[Dataset entries]
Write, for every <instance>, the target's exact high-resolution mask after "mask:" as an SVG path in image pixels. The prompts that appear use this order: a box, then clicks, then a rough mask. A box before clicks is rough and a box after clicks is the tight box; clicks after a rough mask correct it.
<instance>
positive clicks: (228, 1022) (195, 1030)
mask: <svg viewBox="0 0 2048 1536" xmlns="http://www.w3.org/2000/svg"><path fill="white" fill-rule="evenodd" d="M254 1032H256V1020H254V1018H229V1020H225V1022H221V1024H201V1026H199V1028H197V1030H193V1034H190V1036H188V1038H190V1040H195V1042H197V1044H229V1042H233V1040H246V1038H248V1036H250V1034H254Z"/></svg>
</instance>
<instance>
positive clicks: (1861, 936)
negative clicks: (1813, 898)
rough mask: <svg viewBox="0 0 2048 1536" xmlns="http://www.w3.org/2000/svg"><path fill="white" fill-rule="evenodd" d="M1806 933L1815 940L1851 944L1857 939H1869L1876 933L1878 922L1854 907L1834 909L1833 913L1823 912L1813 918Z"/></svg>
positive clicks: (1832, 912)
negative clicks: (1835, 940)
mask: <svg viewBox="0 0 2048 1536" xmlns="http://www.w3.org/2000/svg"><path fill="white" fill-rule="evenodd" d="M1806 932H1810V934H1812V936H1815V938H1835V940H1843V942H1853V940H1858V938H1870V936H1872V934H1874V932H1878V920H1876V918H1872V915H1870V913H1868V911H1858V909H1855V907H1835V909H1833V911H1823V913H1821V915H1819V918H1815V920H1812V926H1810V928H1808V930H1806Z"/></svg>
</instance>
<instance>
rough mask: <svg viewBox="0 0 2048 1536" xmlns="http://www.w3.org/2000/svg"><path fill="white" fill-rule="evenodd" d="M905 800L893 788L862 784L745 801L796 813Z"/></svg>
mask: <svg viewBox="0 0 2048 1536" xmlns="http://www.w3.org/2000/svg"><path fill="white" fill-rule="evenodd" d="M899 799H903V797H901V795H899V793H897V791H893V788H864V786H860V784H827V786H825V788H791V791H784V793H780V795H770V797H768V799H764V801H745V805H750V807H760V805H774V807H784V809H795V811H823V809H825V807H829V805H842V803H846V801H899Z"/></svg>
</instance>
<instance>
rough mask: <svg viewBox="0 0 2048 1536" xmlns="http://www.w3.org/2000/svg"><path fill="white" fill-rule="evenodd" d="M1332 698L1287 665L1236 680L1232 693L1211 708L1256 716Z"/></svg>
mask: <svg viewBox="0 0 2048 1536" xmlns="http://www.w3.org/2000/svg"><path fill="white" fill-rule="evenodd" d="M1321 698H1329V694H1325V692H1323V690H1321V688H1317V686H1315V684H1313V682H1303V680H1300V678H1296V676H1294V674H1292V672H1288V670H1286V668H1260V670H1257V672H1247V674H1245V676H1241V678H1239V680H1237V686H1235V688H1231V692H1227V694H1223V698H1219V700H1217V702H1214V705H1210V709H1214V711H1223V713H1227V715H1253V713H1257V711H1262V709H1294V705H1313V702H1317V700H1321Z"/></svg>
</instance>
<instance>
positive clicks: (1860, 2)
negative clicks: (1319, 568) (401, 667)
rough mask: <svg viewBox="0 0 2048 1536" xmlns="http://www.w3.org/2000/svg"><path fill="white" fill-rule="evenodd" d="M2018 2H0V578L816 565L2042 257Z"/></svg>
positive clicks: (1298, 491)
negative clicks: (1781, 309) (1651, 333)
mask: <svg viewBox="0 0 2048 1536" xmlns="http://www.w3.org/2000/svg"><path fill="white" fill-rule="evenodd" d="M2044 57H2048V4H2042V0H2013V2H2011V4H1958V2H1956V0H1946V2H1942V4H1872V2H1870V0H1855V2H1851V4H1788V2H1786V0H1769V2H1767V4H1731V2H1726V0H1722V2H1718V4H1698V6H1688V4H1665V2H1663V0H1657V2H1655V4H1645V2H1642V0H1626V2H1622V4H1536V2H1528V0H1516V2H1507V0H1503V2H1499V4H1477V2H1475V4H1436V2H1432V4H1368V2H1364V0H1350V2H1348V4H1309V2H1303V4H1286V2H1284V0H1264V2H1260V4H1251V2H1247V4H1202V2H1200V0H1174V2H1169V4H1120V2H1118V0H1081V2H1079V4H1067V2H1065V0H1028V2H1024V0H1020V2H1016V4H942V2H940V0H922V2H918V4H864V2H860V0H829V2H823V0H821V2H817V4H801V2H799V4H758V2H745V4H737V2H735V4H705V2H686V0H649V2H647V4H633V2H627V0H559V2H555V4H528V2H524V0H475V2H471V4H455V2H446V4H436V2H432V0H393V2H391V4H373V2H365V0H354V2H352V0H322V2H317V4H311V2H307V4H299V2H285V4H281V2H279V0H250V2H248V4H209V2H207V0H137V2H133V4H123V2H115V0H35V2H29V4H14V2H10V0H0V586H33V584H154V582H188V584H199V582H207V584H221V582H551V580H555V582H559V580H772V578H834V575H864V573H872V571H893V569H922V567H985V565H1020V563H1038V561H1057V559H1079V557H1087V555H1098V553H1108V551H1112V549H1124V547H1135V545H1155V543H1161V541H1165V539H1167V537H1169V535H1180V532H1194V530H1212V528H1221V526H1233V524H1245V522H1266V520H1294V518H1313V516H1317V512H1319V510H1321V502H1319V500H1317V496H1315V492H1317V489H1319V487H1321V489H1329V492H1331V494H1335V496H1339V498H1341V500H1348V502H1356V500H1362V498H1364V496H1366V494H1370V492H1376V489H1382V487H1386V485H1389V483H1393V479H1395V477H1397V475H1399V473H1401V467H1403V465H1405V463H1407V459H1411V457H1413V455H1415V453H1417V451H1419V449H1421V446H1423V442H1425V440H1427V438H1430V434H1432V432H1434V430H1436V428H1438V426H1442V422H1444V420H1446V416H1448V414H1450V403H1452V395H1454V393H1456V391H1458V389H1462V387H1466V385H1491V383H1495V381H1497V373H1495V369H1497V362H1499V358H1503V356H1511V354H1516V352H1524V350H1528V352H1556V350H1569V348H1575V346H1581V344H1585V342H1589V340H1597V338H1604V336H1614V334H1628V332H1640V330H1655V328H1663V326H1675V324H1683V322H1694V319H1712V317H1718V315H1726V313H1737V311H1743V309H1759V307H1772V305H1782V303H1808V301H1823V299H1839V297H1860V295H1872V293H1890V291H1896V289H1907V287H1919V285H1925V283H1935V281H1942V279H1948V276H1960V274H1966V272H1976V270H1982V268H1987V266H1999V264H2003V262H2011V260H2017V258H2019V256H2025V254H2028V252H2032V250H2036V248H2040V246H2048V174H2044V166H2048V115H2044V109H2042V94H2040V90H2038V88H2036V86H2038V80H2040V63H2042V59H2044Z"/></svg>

> _WORK TO COMPLETE_
Rewrite the records above, replacing each "rough mask" with "coarse mask" and leaving everything else unchanged.

> _ANSWER SPACE_
Write, for every <instance>, the target's exact high-resolution mask after "mask:" as an SVG path in image pixels. The prompts that appear use this order: a box, then clicks, then a coarse mask. A box before clicks is rough and a box after clicks is the tight box; clicks after a coarse mask correct it.
<instance>
positive clicks: (228, 1022) (195, 1030)
mask: <svg viewBox="0 0 2048 1536" xmlns="http://www.w3.org/2000/svg"><path fill="white" fill-rule="evenodd" d="M254 1032H256V1020H254V1018H229V1020H225V1022H221V1024H201V1026H199V1028H197V1030H193V1034H190V1036H188V1038H190V1040H195V1042H197V1044H229V1042H233V1040H246V1038H248V1036H250V1034H254Z"/></svg>
</instance>
<instance>
positive clicks: (1861, 936)
negative clicks: (1813, 898)
coarse mask: <svg viewBox="0 0 2048 1536" xmlns="http://www.w3.org/2000/svg"><path fill="white" fill-rule="evenodd" d="M1806 933L1815 940L1851 944L1857 939H1869L1876 933L1878 922L1854 907L1834 909L1833 913L1823 912L1813 918Z"/></svg>
positive clicks: (1832, 912)
negative clicks: (1835, 940)
mask: <svg viewBox="0 0 2048 1536" xmlns="http://www.w3.org/2000/svg"><path fill="white" fill-rule="evenodd" d="M1806 932H1810V934H1812V936H1815V938H1835V940H1843V942H1853V940H1858V938H1870V936H1872V934H1874V932H1878V920H1876V918H1872V915H1870V913H1868V911H1858V909H1855V907H1835V909H1833V911H1823V913H1821V915H1819V918H1815V920H1812V926H1810V928H1808V930H1806Z"/></svg>
</instance>
<instance>
coarse mask: <svg viewBox="0 0 2048 1536" xmlns="http://www.w3.org/2000/svg"><path fill="white" fill-rule="evenodd" d="M905 800L893 788L862 784L745 801L796 813Z"/></svg>
mask: <svg viewBox="0 0 2048 1536" xmlns="http://www.w3.org/2000/svg"><path fill="white" fill-rule="evenodd" d="M899 799H903V797H901V795H899V793H897V791H893V788H864V786H860V784H827V786H825V788H791V791H784V793H780V795H770V797H768V799H764V801H745V805H750V807H760V805H774V807H784V809H795V811H823V809H825V807H829V805H842V803H846V801H899Z"/></svg>
</instance>
<instance>
coarse mask: <svg viewBox="0 0 2048 1536" xmlns="http://www.w3.org/2000/svg"><path fill="white" fill-rule="evenodd" d="M1332 698L1287 665L1236 680L1232 693L1211 708L1256 716Z"/></svg>
mask: <svg viewBox="0 0 2048 1536" xmlns="http://www.w3.org/2000/svg"><path fill="white" fill-rule="evenodd" d="M1321 698H1329V694H1325V692H1323V690H1321V688H1317V686H1315V684H1313V682H1303V680H1300V678H1296V676H1294V674H1292V672H1288V670H1286V668H1260V670H1257V672H1247V674H1245V676H1241V678H1239V680H1237V686H1235V688H1231V692H1227V694H1223V698H1219V700H1217V702H1214V705H1210V709H1214V711H1223V713H1227V715H1253V713H1257V711H1262V709H1294V705H1313V702H1317V700H1321Z"/></svg>
</instance>
<instance>
positive clicks: (1860, 2)
negative clicks: (1319, 568) (401, 667)
coarse mask: <svg viewBox="0 0 2048 1536" xmlns="http://www.w3.org/2000/svg"><path fill="white" fill-rule="evenodd" d="M2018 2H0V578L816 565L2042 257Z"/></svg>
positive clicks: (1298, 491)
negative clicks: (1781, 309) (1651, 333)
mask: <svg viewBox="0 0 2048 1536" xmlns="http://www.w3.org/2000/svg"><path fill="white" fill-rule="evenodd" d="M2044 57H2048V4H2042V0H2013V2H2011V4H1958V2H1956V0H1946V2H1942V4H1872V2H1870V0H1855V2H1851V4H1788V2H1786V0H1769V2H1767V4H1731V2H1726V0H1722V2H1718V4H1698V6H1688V4H1665V2H1663V0H1657V2H1655V4H1645V2H1642V0H1626V2H1622V4H1536V2H1528V0H1516V2H1507V0H1503V2H1499V4H1477V2H1475V4H1436V2H1432V4H1368V2H1364V0H1350V2H1348V4H1309V2H1303V4H1286V2H1284V0H1264V2H1260V4H1251V2H1247V4H1202V2H1200V0H1174V2H1169V4H1120V2H1118V0H1081V2H1079V4H1067V2H1065V0H1028V2H1024V0H1020V2H1016V4H942V2H940V0H922V2H918V4H864V2H860V0H829V2H823V0H821V2H817V4H801V2H799V4H758V2H745V4H737V2H735V4H705V2H686V0H649V2H647V4H633V2H627V0H559V2H555V4H528V2H524V0H475V2H471V4H455V2H446V4H436V2H432V0H393V2H391V4H373V2H365V0H354V2H352V0H322V2H317V4H311V2H307V4H299V2H285V4H281V2H279V0H250V2H248V4H209V2H207V0H137V2H133V4H123V2H115V0H35V2H29V4H14V2H10V0H0V586H33V584H154V582H188V584H199V582H207V584H221V582H551V580H555V582H559V580H772V578H834V575H864V573H872V571H893V569H922V567H985V565H1020V563H1038V561H1057V559H1079V557H1087V555H1098V553H1108V551H1112V549H1124V547H1135V545H1155V543H1161V541H1165V539H1167V537H1169V535H1180V532H1194V530H1212V528H1221V526H1233V524H1245V522H1266V520H1294V518H1313V516H1317V512H1319V510H1321V502H1319V500H1317V496H1315V492H1317V489H1319V487H1321V489H1329V492H1331V494H1335V496H1339V498H1341V500H1348V502H1356V500H1362V498H1364V496H1366V494H1370V492H1376V489H1382V487H1386V485H1389V483H1393V479H1395V477H1397V475H1399V473H1401V467H1403V465H1405V463H1407V459H1411V457H1413V455H1415V453H1417V451H1419V449H1421V446H1423V442H1425V440H1427V438H1430V434H1432V432H1434V430H1436V428H1438V426H1442V422H1444V420H1446V416H1448V414H1450V403H1452V395H1454V393H1456V391H1458V389H1462V387H1466V385H1491V383H1495V381H1497V373H1495V369H1497V362H1499V358H1503V356H1511V354H1516V352H1524V350H1528V352H1556V350H1569V348H1575V346H1581V344H1585V342H1589V340H1597V338H1604V336H1614V334H1628V332H1640V330H1655V328H1663V326H1675V324H1683V322H1694V319H1712V317H1718V315H1726V313H1737V311H1743V309H1759V307H1772V305H1782V303H1808V301H1823V299H1839V297H1860V295H1872V293H1890V291H1896V289H1907V287H1919V285H1925V283H1935V281H1942V279H1948V276H1960V274H1966V272H1976V270H1982V268H1987V266H1999V264H2003V262H2011V260H2017V258H2019V256H2025V254H2028V252H2032V250H2036V248H2040V246H2048V174H2044V166H2048V115H2044V109H2042V94H2040V90H2038V88H2036V86H2038V80H2040V63H2042V59H2044Z"/></svg>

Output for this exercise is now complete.